*EXERCISE GOAL*.
Express the data, from the line containing "of the group" through the end of the data, both ends included, as a JSON list of strings with one string per line and blank lines omitted.

— start of PROVIDED ENTRIES —

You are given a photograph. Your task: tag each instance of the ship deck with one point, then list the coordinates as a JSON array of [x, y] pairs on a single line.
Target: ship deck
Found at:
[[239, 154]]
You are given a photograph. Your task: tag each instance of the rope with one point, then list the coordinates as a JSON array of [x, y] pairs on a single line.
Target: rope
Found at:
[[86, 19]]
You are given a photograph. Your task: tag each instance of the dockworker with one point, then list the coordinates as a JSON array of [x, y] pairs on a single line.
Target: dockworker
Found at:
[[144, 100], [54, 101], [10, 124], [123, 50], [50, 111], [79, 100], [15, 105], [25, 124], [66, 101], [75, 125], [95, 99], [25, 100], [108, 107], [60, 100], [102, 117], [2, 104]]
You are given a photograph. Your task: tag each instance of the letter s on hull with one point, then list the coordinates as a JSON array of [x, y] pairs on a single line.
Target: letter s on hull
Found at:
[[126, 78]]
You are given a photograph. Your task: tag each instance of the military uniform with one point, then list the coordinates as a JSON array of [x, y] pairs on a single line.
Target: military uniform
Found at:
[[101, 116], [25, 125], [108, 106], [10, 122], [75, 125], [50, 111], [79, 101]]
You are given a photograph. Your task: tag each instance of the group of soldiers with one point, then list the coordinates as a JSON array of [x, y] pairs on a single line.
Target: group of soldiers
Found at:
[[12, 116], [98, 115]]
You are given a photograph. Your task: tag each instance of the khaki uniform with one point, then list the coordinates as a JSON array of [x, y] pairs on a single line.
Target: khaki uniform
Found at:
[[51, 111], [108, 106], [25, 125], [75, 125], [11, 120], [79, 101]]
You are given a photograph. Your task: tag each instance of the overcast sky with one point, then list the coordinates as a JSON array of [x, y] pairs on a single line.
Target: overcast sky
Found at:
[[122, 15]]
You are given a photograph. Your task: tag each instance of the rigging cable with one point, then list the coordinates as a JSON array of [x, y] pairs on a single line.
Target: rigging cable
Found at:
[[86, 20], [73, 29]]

— end of PROVIDED ENTRIES —

*RESULT*.
[
  "You are given a photograph. Your task: tag each instance of the group of soldiers with one point, then list the coordinates as a JSON array of [x, y] pairs on a single line.",
  "Target: group of soldiers",
  "Found at:",
  "[[12, 116], [98, 115]]",
  "You are given a photograph. Your task: tag each instance of the khaki uniform with one point, then list the coordinates as a JSON array of [x, y] pairs on a single line.",
  "Target: khaki uniform",
  "Found at:",
  "[[51, 111], [108, 106], [25, 125], [75, 125], [11, 120], [79, 101]]",
  "You are given a photograph. Your task: tag each instance of the overcast sky with one point, then list the coordinates as a JSON array of [x, y] pairs on a single line.",
  "Target: overcast sky",
  "Found at:",
  "[[122, 15]]",
  "You are given a photograph. Your task: tag each instance of the rigging cable with one point, then list the coordinates as a JSON array of [x, y] pairs on a single line.",
  "Target: rigging cable",
  "Found at:",
  "[[86, 20], [73, 29]]"
]